= DATA FOR THIS EXERCISE =
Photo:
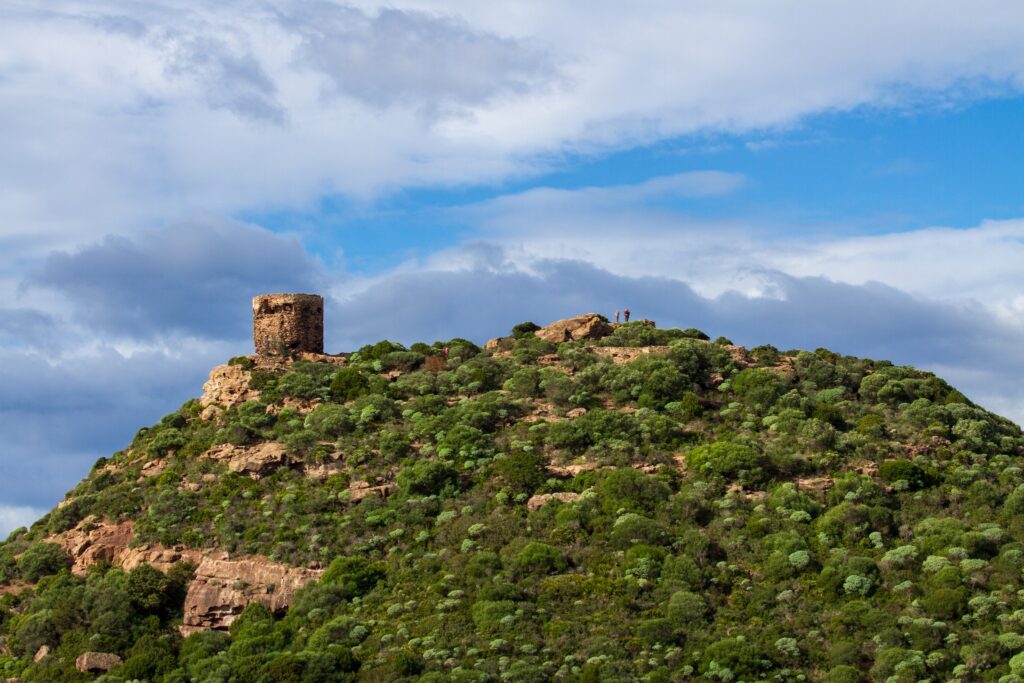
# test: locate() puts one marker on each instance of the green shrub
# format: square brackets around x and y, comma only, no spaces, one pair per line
[730,460]
[916,476]
[540,558]
[686,609]
[428,477]
[348,384]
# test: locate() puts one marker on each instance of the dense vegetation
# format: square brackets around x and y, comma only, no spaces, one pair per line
[778,516]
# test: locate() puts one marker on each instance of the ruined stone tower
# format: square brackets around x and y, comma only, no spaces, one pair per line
[288,323]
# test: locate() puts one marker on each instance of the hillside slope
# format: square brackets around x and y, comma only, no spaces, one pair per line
[629,504]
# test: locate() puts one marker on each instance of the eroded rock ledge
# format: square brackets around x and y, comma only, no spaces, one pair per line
[222,586]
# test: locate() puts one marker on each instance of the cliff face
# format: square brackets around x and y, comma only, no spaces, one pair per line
[221,588]
[586,501]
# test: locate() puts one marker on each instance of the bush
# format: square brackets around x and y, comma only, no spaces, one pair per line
[330,421]
[728,459]
[892,471]
[522,472]
[758,387]
[353,575]
[540,558]
[348,384]
[524,329]
[428,477]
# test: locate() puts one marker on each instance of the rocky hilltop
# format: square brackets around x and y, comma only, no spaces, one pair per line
[582,502]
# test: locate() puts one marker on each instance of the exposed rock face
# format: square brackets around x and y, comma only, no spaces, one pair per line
[254,461]
[622,354]
[227,386]
[222,588]
[96,663]
[95,541]
[92,542]
[588,326]
[539,501]
[288,322]
[570,470]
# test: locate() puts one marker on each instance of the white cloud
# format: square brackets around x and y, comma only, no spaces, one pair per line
[122,116]
[13,516]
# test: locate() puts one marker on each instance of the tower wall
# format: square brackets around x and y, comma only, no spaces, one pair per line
[288,322]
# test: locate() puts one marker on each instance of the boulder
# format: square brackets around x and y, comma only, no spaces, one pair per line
[223,588]
[227,386]
[360,489]
[588,326]
[96,663]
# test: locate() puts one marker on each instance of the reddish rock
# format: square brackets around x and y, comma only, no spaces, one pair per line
[570,470]
[539,501]
[96,663]
[588,326]
[254,461]
[360,489]
[227,386]
[223,588]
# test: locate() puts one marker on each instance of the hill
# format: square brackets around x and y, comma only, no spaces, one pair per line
[587,502]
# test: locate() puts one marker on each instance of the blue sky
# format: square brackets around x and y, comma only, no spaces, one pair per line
[833,174]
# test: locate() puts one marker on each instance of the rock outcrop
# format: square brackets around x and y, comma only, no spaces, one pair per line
[227,386]
[96,663]
[623,354]
[588,326]
[222,588]
[253,461]
[360,489]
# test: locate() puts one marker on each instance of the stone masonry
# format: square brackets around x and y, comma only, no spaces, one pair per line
[288,323]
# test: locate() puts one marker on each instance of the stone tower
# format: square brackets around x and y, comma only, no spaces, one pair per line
[288,323]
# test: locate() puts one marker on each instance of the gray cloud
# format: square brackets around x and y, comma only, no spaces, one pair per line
[968,346]
[58,415]
[230,78]
[194,279]
[28,327]
[428,60]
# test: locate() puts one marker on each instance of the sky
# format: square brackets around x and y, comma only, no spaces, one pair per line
[836,174]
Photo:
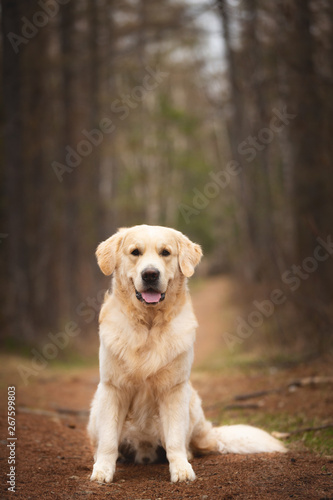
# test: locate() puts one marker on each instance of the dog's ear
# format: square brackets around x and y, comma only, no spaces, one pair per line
[106,252]
[189,255]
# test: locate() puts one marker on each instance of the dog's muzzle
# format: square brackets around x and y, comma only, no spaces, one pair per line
[150,296]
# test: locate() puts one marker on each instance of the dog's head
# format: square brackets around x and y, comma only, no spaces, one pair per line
[148,260]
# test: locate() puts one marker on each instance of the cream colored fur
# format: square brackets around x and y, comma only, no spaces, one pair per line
[145,399]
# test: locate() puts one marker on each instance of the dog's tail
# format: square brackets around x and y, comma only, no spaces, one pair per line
[233,439]
[245,439]
[229,438]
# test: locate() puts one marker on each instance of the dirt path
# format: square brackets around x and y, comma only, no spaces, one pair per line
[54,460]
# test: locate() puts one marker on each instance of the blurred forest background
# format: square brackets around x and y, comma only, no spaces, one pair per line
[215,118]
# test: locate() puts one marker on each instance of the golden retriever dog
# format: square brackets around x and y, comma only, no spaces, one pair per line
[145,404]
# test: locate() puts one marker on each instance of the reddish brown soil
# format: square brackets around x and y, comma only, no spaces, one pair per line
[54,459]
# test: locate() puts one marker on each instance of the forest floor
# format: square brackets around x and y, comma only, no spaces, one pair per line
[54,459]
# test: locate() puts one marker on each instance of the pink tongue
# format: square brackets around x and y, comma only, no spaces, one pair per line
[151,297]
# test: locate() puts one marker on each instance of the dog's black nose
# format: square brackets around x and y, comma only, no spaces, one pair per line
[150,275]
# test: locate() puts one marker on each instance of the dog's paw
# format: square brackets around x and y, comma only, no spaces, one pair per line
[181,472]
[102,473]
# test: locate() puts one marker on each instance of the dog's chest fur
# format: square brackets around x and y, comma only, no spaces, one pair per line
[137,353]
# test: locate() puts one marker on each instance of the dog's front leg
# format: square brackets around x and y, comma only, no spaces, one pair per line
[111,412]
[175,414]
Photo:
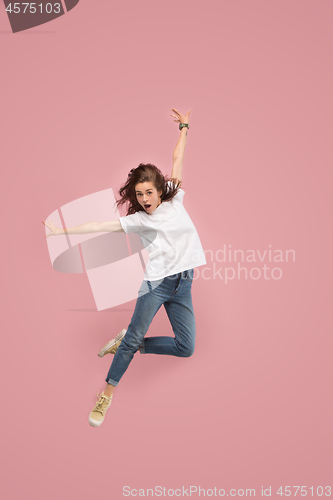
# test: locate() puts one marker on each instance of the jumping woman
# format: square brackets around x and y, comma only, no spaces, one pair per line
[155,211]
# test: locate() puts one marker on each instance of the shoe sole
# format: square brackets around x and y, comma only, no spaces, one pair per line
[112,343]
[93,423]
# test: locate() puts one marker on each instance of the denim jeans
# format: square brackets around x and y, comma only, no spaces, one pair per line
[174,292]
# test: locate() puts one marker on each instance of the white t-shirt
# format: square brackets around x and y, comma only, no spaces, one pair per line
[169,236]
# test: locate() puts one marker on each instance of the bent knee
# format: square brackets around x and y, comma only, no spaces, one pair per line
[187,351]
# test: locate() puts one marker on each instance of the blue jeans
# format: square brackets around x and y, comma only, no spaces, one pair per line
[174,292]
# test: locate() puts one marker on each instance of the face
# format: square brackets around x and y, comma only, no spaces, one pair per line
[148,196]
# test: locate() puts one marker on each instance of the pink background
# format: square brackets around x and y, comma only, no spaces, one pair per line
[86,98]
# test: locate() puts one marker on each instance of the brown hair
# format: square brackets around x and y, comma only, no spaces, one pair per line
[145,172]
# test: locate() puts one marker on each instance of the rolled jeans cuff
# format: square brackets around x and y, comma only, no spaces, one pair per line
[142,347]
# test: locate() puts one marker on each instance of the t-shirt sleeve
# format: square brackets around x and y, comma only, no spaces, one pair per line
[131,223]
[180,194]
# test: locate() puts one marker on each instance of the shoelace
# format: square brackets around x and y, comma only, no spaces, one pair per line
[101,401]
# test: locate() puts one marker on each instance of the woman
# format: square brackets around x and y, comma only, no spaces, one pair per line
[156,212]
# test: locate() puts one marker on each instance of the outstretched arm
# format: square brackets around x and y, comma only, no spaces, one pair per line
[179,151]
[113,226]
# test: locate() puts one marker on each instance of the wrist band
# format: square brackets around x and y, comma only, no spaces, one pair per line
[114,262]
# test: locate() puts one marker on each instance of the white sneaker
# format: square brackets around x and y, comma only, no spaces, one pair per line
[112,346]
[97,414]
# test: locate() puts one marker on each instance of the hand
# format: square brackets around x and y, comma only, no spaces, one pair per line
[180,118]
[54,230]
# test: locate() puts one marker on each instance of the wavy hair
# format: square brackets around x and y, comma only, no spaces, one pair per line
[145,172]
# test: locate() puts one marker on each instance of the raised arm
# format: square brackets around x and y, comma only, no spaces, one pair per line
[113,226]
[179,151]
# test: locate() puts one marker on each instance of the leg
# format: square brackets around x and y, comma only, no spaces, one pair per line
[147,305]
[179,309]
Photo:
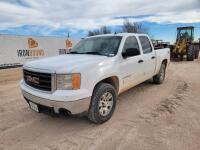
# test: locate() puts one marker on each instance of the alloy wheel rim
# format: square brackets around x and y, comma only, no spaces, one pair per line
[105,104]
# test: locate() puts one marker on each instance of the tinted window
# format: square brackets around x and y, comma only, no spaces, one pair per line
[146,46]
[131,42]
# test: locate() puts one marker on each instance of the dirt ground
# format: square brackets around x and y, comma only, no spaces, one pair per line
[147,117]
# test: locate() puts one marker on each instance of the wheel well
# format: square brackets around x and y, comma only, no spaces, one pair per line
[114,81]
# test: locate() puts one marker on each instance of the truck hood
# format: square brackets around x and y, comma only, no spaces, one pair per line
[66,63]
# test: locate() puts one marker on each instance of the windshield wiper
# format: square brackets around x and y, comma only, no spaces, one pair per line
[95,53]
[74,52]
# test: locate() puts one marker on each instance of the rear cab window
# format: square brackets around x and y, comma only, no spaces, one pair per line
[131,42]
[146,45]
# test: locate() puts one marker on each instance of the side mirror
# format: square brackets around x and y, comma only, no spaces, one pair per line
[130,52]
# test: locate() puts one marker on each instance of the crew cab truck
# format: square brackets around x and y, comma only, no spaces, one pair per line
[89,79]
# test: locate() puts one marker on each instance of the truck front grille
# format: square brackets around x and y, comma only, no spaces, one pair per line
[37,80]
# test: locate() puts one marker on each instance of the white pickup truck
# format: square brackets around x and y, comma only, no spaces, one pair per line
[90,78]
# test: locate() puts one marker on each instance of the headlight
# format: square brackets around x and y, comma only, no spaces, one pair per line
[69,81]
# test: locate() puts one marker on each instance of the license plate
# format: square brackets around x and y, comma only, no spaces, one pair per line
[34,106]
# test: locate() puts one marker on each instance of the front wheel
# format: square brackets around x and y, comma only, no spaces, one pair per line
[160,77]
[103,103]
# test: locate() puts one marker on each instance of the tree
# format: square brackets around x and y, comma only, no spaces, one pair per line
[102,30]
[132,27]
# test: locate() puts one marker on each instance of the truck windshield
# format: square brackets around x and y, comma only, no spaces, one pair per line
[104,45]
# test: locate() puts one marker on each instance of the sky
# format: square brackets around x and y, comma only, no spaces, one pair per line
[58,17]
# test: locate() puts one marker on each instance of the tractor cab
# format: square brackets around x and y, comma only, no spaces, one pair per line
[185,33]
[185,44]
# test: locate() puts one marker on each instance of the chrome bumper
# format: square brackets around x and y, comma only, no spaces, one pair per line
[74,107]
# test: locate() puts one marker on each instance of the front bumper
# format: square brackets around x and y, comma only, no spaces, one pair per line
[74,107]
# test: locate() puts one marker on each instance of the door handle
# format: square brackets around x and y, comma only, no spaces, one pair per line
[141,61]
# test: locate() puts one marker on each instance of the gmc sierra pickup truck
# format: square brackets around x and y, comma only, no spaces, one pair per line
[90,78]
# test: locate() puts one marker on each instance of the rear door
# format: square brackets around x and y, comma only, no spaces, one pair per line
[130,69]
[149,57]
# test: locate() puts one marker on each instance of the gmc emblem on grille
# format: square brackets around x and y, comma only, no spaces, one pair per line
[33,79]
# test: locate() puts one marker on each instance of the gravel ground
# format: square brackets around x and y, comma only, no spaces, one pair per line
[147,117]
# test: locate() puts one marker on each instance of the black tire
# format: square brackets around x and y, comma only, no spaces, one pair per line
[94,113]
[190,53]
[160,77]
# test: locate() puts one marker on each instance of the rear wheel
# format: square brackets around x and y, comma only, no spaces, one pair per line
[160,77]
[190,53]
[103,103]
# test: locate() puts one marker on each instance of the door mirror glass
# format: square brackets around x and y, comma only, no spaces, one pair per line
[130,52]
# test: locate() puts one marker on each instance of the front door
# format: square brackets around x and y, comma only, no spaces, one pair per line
[130,68]
[149,57]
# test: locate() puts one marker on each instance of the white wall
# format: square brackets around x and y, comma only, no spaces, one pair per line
[17,49]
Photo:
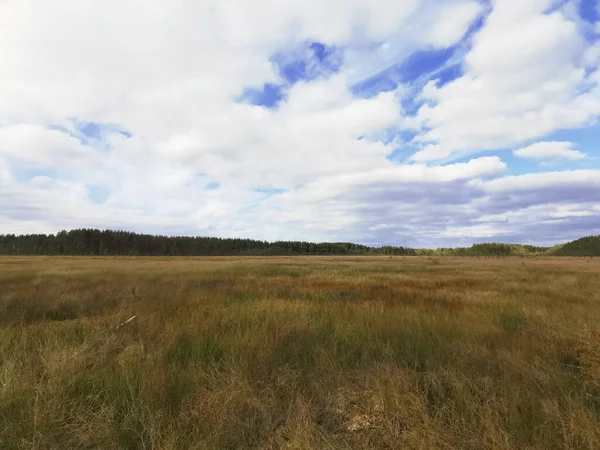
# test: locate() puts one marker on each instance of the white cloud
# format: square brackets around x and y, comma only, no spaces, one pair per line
[171,74]
[452,22]
[524,78]
[549,151]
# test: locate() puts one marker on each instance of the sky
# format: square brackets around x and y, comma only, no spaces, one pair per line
[418,123]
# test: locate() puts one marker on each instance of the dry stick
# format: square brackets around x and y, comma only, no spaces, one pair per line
[100,335]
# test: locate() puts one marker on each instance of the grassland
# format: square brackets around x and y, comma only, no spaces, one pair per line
[299,353]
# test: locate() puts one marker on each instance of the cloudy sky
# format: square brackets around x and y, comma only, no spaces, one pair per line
[413,122]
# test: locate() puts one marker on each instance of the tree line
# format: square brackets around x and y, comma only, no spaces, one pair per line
[93,242]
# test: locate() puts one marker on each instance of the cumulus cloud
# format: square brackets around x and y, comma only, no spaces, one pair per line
[148,106]
[524,77]
[549,151]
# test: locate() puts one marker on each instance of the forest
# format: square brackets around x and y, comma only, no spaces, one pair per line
[94,242]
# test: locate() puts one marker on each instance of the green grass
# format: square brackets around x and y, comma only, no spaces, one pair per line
[299,353]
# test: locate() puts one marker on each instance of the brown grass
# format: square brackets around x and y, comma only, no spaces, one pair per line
[299,353]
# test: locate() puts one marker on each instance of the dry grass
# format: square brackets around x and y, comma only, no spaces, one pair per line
[299,353]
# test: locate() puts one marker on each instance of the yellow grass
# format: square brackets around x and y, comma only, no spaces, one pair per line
[299,353]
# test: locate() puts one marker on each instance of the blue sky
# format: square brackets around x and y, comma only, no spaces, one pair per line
[421,124]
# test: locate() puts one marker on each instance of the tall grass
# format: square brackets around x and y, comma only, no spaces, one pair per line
[299,353]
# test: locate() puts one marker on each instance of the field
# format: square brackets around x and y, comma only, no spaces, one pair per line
[299,353]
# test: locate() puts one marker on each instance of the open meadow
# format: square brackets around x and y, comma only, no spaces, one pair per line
[299,353]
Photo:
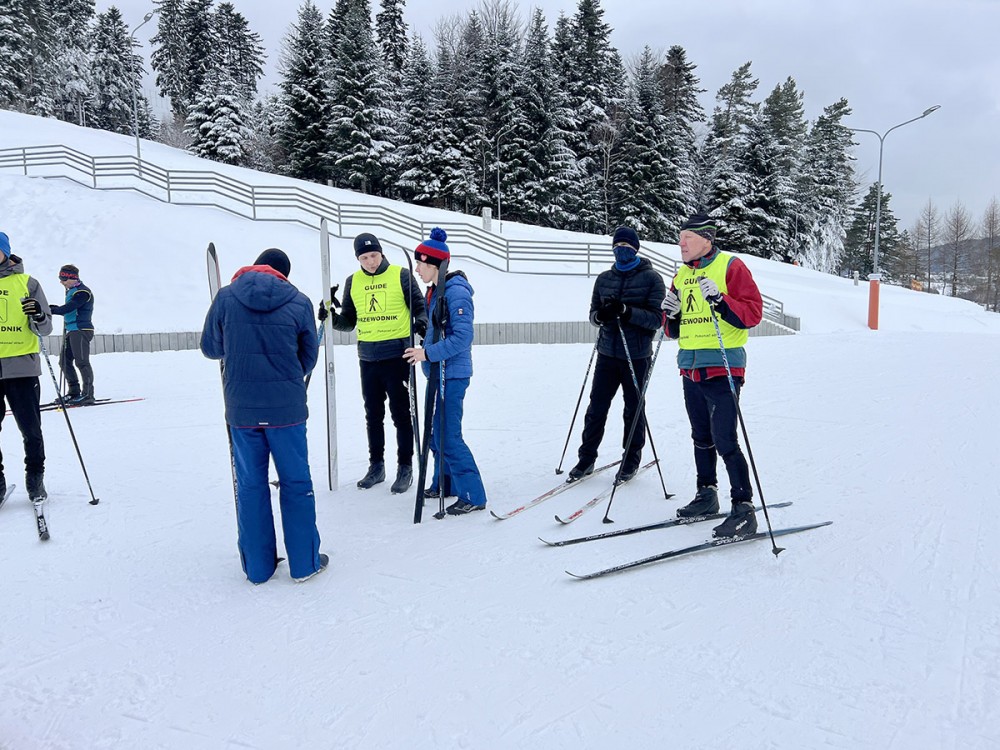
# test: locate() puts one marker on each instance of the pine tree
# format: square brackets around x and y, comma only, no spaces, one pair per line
[304,96]
[70,77]
[390,36]
[826,186]
[216,121]
[15,51]
[237,50]
[419,152]
[117,72]
[679,88]
[170,54]
[360,132]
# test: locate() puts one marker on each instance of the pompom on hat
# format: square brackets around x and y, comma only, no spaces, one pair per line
[701,224]
[434,250]
[276,259]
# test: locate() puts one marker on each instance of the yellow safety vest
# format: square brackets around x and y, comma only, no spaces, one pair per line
[16,336]
[380,305]
[697,328]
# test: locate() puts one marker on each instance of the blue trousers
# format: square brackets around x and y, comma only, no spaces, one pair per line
[713,416]
[454,460]
[252,448]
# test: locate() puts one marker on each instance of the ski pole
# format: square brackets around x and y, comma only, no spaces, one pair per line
[635,420]
[775,549]
[649,431]
[93,499]
[579,400]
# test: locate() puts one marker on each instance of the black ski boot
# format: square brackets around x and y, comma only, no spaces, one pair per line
[461,507]
[34,483]
[741,522]
[583,469]
[706,502]
[404,478]
[376,474]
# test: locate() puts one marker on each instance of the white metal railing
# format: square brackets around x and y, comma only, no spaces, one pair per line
[307,204]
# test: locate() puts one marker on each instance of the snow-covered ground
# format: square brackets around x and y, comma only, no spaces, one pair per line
[133,627]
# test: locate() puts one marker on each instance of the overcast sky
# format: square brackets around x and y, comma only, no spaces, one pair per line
[891,60]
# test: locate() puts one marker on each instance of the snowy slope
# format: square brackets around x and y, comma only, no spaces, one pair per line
[134,627]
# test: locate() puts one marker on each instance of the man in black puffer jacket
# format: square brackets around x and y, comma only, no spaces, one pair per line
[627,299]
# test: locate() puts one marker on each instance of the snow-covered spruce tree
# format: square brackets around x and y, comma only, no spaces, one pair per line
[169,54]
[826,188]
[117,73]
[784,119]
[679,89]
[237,50]
[646,174]
[756,220]
[420,151]
[504,103]
[360,135]
[549,163]
[216,121]
[859,241]
[390,36]
[69,77]
[15,51]
[304,96]
[199,46]
[733,113]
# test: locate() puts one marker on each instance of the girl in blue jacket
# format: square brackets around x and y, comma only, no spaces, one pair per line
[453,347]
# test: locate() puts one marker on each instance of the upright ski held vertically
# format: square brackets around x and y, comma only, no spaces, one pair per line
[330,374]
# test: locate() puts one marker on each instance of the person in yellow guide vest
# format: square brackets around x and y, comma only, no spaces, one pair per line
[381,300]
[712,286]
[24,316]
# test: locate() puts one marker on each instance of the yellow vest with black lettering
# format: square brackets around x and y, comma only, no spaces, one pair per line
[380,305]
[697,328]
[16,336]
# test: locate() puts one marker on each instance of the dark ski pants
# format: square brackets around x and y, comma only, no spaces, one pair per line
[22,396]
[252,448]
[76,351]
[712,413]
[610,374]
[387,377]
[454,460]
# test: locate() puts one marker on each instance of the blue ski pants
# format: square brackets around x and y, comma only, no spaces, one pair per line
[453,459]
[252,449]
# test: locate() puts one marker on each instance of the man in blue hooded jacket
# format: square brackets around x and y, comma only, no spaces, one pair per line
[261,327]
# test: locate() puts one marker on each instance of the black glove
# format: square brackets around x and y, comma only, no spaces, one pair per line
[610,311]
[32,308]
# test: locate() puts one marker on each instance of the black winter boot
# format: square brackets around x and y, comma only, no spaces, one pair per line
[741,522]
[584,468]
[376,474]
[34,483]
[706,502]
[404,478]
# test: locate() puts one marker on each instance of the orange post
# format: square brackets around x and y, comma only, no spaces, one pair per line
[873,281]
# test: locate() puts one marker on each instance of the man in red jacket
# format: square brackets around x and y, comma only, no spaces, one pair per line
[713,288]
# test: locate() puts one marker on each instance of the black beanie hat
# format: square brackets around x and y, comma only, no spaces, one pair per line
[366,243]
[276,259]
[701,224]
[627,235]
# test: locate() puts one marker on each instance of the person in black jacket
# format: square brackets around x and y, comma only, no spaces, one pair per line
[380,300]
[626,299]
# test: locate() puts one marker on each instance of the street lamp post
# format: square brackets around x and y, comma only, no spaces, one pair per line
[135,90]
[875,277]
[500,136]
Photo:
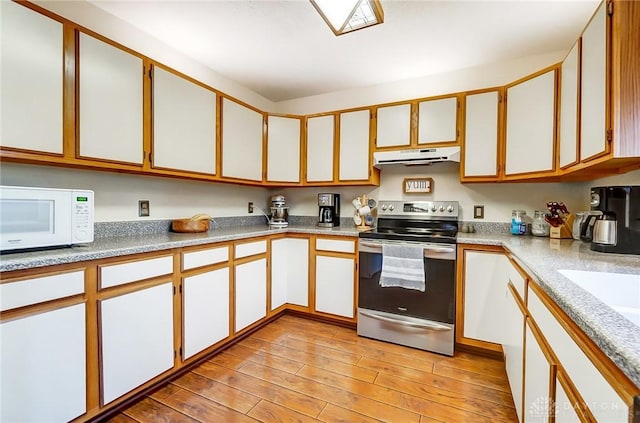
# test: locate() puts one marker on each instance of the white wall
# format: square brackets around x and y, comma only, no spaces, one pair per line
[498,199]
[91,17]
[496,74]
[117,194]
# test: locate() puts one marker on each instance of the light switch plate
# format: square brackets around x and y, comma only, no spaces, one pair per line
[143,208]
[478,212]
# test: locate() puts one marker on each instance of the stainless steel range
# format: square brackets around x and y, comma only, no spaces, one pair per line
[407,275]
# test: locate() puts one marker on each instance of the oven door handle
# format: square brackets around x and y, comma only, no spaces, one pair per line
[429,326]
[371,247]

= EXERCISE =
Through the line containing "ruined stone tower" and no further, restate the data above word for word from its first line, leaving out pictures.

= RESULT =
Photo:
# test: locate() puts one marker on each instance of the green shrub
# format: square brackets around x and y, comma only, no spaces, one pair per line
[730,460]
[916,476]
[540,558]
[686,609]
[428,477]
[348,384]
# test: locate() puts one marker on each instance of the dense vegetation
# format: square brackets around x and y, comma only, no spaces, one pair per line
[778,516]
# test: locate() puts one marker on each instance of the ruined stone tower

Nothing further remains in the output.